'Bio-Artificial' Intestine Offers New Hope for Serious Bowel Diseases
Digestive Disease Week (DDW) 2015
Luca Cicalese, MD
Disclosures June 26, 2015
What if people with seriously diseased or damaged intestines could use their own stem cells to grow new "bio-artificial" intestinal tissue to replace parts of their bowels?
It certainly would be a life-changing and life-saving discovery for countless children who are born with congenital conditions, such as short bowel syndrome, as well as adults suffering from injuries, tumors, or painful intestinal ailments such as Crohn disease.
After nearly 10 years of work, my colleagues and I believe that we are on the verge of a major breakthrough. We have demonstrated for the first time the ability to create fully functioning "bio-artificial" tissue grown from intestinal stem cells in the bowels of laboratory rats. Our team from the University of Texas Medical Branch at Galveston presented our work to the scientific community at this year's Digestive Disease Week, the world's largest gathering of physicians and researchers in gastroenterology, hepatology, endoscopy, and gastrointestinal surgery.
Other attempted cures for diseased or damaged intestines have been problematic. Intravenous feeding, although initially effective, is associated with severe complications and poor quality of life. Transplantation is potentially curative but remains challenging because of a shortage of donors, high infection rates, and potent immunosuppression due to the danger of organ rejection.
Initially, we were able to create a piece of bio-artificial intestine by detaching a segment of intestine from a pig and removing all of its cells, creating a decellularized biologic scaffold. This matrix of collagen fibers was created for implanting intestinal cells from rats—and it grew into a piece of intestinal tissue. And, because our tissue scaffold came from something that already existed in nature, it was not subject to rejection by the body.
However, this success was only superficial. We created new tissue, but it was artificial and nonfunctional.
In our current experiment, we demonstrated that the newly formed intestinal segments that were transplanted into 20 rats have become fully functioning. After 12 weeks of growth, we tested the new intestinal tissue with urine and blood samples and showed that it was absorbing nutrients as effectively as normal intestinal tissue.
We are planning up to 3 years of work on larger animals, after which we hope to be ready for human clinical trials.
If we can eventually use this technique in humans, it could eliminate the need for intravenous feeding, surgery, or transplants. And, if we can successfully create portions of new human intestine, the potential to cure diseases by regenerating new organ tissue could open up countless new fields of cure.

## PROVIDED MATERIAL
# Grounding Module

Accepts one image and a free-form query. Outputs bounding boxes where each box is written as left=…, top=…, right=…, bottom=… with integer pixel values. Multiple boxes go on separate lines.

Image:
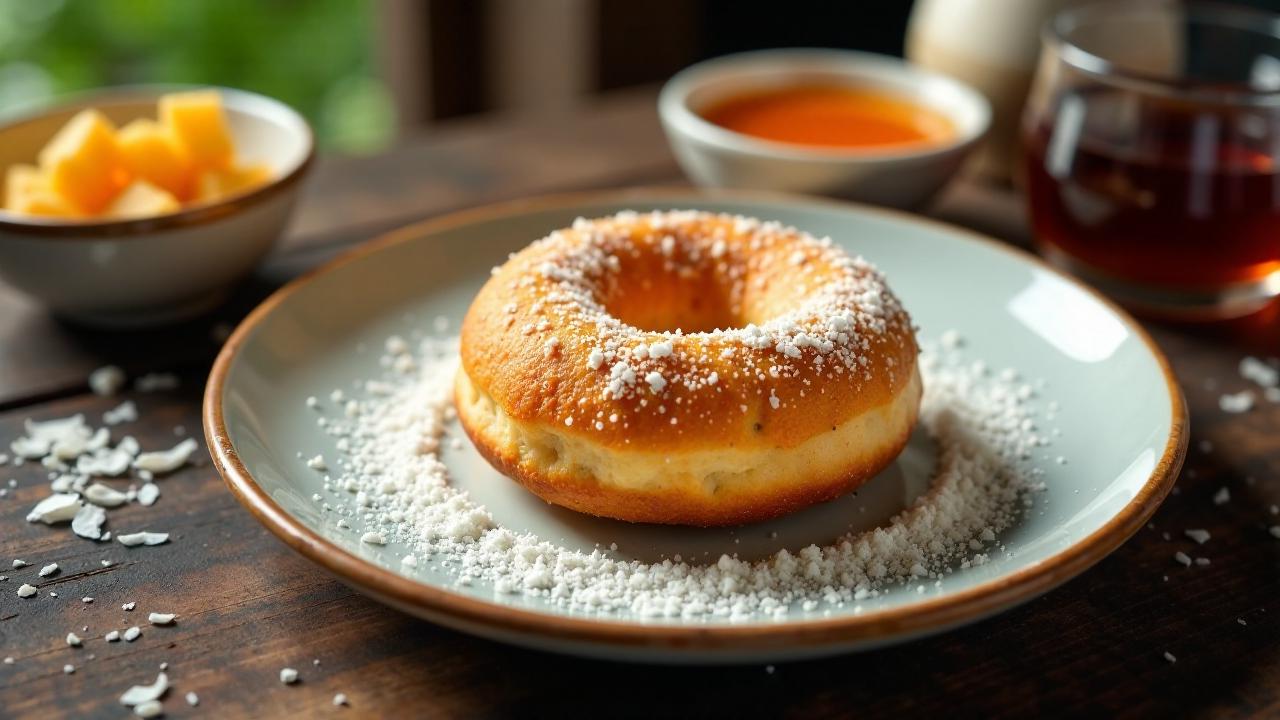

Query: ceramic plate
left=205, top=190, right=1187, bottom=662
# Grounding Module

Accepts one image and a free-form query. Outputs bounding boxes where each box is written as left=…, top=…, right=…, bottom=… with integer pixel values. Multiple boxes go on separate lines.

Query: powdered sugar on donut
left=484, top=210, right=914, bottom=434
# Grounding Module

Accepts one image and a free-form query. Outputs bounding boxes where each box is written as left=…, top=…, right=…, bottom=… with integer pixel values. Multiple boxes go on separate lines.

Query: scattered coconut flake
left=1240, top=356, right=1280, bottom=388
left=133, top=438, right=198, bottom=475
left=138, top=483, right=160, bottom=507
left=88, top=365, right=124, bottom=397
left=120, top=673, right=169, bottom=707
left=1217, top=389, right=1257, bottom=414
left=83, top=483, right=129, bottom=507
left=102, top=400, right=138, bottom=425
left=115, top=530, right=169, bottom=547
left=27, top=492, right=81, bottom=525
left=72, top=505, right=106, bottom=539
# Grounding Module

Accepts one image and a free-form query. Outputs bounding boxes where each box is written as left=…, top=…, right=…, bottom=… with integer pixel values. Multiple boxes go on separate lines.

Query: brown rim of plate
left=202, top=187, right=1189, bottom=651
left=0, top=86, right=316, bottom=240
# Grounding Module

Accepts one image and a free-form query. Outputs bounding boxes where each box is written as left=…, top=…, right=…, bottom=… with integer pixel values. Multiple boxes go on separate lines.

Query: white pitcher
left=906, top=0, right=1085, bottom=181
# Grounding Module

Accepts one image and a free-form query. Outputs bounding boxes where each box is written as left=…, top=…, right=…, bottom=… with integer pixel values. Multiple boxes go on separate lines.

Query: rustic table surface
left=0, top=87, right=1280, bottom=717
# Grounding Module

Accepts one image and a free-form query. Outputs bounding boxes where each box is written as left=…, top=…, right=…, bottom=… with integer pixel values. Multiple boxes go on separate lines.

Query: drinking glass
left=1023, top=1, right=1280, bottom=319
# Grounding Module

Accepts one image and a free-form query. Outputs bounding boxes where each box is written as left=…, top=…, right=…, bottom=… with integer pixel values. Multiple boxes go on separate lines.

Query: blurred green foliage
left=0, top=0, right=396, bottom=152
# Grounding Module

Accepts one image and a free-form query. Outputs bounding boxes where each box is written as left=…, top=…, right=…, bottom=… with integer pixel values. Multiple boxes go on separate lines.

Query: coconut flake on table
left=120, top=673, right=169, bottom=707
left=102, top=400, right=138, bottom=425
left=72, top=505, right=106, bottom=539
left=27, top=492, right=82, bottom=525
left=115, top=530, right=169, bottom=547
left=76, top=441, right=133, bottom=478
left=133, top=438, right=200, bottom=475
left=304, top=330, right=1043, bottom=620
left=82, top=483, right=129, bottom=507
left=138, top=483, right=160, bottom=507
left=88, top=365, right=125, bottom=397
left=9, top=414, right=93, bottom=460
left=1217, top=389, right=1257, bottom=415
left=1240, top=356, right=1280, bottom=388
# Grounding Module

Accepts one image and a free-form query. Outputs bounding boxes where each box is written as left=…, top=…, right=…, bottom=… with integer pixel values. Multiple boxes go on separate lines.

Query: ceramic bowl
left=0, top=86, right=315, bottom=325
left=658, top=49, right=991, bottom=208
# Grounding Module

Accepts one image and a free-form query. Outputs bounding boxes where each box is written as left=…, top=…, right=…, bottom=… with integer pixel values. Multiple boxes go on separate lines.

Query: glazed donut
left=454, top=211, right=920, bottom=527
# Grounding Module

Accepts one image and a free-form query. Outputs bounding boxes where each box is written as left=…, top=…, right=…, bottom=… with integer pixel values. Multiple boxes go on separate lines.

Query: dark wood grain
left=0, top=87, right=1280, bottom=717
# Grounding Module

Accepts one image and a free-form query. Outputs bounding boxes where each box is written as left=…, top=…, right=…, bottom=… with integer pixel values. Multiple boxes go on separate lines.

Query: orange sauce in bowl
left=700, top=86, right=955, bottom=149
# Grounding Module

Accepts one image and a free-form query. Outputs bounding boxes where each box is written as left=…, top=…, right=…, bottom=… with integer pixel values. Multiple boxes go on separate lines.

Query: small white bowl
left=0, top=86, right=315, bottom=327
left=658, top=49, right=991, bottom=208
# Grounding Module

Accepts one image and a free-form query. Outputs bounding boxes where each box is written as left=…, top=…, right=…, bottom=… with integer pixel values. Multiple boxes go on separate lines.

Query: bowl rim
left=0, top=83, right=316, bottom=240
left=201, top=187, right=1190, bottom=653
left=658, top=47, right=992, bottom=164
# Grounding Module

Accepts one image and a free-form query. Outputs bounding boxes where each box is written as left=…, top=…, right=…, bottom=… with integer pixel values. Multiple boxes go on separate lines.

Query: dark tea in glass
left=1024, top=3, right=1280, bottom=318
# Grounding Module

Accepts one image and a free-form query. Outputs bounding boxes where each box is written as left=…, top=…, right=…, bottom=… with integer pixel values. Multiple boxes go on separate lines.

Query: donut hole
left=599, top=242, right=748, bottom=333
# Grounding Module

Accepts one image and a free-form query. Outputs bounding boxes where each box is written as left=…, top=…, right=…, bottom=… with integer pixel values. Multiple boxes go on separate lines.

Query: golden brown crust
left=462, top=214, right=916, bottom=450
left=456, top=370, right=920, bottom=527
left=458, top=213, right=919, bottom=525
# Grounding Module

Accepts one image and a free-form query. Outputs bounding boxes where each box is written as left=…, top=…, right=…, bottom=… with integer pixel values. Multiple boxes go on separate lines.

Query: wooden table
left=0, top=91, right=1280, bottom=717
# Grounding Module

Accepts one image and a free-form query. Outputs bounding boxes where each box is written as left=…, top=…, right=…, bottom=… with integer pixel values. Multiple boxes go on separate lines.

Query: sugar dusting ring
left=454, top=211, right=922, bottom=525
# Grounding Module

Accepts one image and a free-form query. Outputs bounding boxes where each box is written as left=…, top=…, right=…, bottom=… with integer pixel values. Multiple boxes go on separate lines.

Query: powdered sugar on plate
left=304, top=336, right=1048, bottom=621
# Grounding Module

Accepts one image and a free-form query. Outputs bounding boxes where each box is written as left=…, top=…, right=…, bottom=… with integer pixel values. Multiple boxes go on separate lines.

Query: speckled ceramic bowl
left=658, top=49, right=991, bottom=208
left=0, top=86, right=315, bottom=325
left=204, top=185, right=1187, bottom=662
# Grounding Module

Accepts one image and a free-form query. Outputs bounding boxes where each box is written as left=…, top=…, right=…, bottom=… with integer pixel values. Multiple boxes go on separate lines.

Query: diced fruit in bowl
left=160, top=90, right=236, bottom=169
left=40, top=110, right=128, bottom=214
left=106, top=179, right=182, bottom=218
left=116, top=118, right=196, bottom=200
left=196, top=165, right=271, bottom=202
left=4, top=165, right=78, bottom=218
left=4, top=90, right=273, bottom=220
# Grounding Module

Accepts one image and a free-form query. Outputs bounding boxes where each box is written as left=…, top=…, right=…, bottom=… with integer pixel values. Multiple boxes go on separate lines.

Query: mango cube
left=4, top=165, right=78, bottom=218
left=115, top=118, right=196, bottom=200
left=196, top=165, right=271, bottom=202
left=160, top=90, right=236, bottom=170
left=40, top=110, right=128, bottom=213
left=106, top=179, right=182, bottom=218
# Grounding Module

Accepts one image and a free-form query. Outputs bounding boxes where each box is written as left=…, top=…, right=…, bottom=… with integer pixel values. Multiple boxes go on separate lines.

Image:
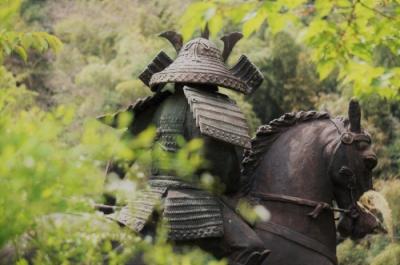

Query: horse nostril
left=364, top=155, right=378, bottom=170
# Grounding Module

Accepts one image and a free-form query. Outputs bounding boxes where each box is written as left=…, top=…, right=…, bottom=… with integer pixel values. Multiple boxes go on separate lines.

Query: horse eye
left=339, top=167, right=354, bottom=177
left=364, top=156, right=378, bottom=170
left=357, top=141, right=370, bottom=151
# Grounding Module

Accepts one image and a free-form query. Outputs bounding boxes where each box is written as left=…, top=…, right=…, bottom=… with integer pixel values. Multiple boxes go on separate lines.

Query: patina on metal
left=149, top=31, right=263, bottom=94
left=101, top=28, right=269, bottom=265
left=243, top=100, right=379, bottom=265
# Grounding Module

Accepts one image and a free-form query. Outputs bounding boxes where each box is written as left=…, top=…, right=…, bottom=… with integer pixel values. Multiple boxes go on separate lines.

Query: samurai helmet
left=140, top=28, right=263, bottom=94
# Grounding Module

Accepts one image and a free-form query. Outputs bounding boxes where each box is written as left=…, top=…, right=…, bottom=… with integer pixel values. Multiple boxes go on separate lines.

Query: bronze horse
left=0, top=101, right=377, bottom=265
left=243, top=101, right=377, bottom=265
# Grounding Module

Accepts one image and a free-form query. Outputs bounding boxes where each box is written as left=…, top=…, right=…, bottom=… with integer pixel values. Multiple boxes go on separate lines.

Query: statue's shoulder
left=183, top=86, right=250, bottom=148
left=97, top=91, right=171, bottom=134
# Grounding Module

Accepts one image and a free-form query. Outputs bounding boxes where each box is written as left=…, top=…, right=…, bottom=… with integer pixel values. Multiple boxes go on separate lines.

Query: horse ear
left=159, top=30, right=183, bottom=53
left=349, top=99, right=361, bottom=133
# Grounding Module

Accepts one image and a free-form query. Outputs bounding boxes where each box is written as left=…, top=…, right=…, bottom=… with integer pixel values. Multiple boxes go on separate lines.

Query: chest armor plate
left=183, top=86, right=251, bottom=148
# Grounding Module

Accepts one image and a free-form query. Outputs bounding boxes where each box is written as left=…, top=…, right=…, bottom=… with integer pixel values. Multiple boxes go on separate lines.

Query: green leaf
left=208, top=14, right=224, bottom=37
left=317, top=59, right=336, bottom=80
left=243, top=8, right=267, bottom=37
left=14, top=46, right=28, bottom=62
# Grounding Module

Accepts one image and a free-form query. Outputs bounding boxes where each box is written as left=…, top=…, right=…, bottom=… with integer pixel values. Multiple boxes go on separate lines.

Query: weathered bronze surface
left=243, top=101, right=378, bottom=265
left=101, top=28, right=378, bottom=265
left=0, top=30, right=379, bottom=265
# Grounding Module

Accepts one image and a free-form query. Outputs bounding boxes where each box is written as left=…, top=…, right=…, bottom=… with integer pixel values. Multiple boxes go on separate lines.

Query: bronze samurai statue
left=99, top=30, right=269, bottom=265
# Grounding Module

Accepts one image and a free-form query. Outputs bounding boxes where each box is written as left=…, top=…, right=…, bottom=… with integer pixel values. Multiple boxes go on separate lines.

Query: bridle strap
left=256, top=222, right=338, bottom=265
left=250, top=192, right=350, bottom=219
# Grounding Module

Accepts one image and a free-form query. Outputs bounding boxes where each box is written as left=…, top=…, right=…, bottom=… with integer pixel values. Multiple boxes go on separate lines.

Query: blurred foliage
left=0, top=0, right=400, bottom=265
left=184, top=0, right=400, bottom=265
left=0, top=1, right=225, bottom=265
left=181, top=0, right=400, bottom=98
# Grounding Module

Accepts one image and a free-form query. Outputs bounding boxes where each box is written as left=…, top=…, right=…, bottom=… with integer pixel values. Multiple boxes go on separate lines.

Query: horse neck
left=252, top=120, right=337, bottom=251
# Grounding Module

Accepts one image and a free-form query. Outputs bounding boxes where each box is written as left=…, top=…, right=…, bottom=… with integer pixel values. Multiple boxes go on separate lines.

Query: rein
left=249, top=119, right=369, bottom=264
left=250, top=192, right=350, bottom=219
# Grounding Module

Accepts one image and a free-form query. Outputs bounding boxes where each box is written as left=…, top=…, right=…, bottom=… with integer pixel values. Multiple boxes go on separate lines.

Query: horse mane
left=242, top=111, right=330, bottom=193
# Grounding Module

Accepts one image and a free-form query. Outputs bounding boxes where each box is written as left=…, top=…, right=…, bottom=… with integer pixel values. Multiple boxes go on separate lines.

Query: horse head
left=328, top=100, right=379, bottom=238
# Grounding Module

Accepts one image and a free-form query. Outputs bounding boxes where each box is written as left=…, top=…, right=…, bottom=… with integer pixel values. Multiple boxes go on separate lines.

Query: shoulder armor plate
left=183, top=86, right=250, bottom=148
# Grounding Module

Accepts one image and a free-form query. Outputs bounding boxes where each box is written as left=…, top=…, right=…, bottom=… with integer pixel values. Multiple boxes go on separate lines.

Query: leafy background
left=0, top=0, right=400, bottom=265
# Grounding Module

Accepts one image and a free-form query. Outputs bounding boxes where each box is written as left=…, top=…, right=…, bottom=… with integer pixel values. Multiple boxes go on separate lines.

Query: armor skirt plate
left=109, top=180, right=224, bottom=241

## TASK BRIEF
Output the stretch of the bio-artificial intestine article from "However, this success" through "normal intestinal tissue.", with no changes to the wording.

## COMPLETED TASK
However, this success was only superficial. We created new tissue, but it was artificial and nonfunctional.
In our current experiment, we demonstrated that the newly formed intestinal segments that were transplanted into 20 rats have become fully functioning. After 12 weeks of growth, we tested the new intestinal tissue with urine and blood samples and showed that it was absorbing nutrients as effectively as normal intestinal tissue.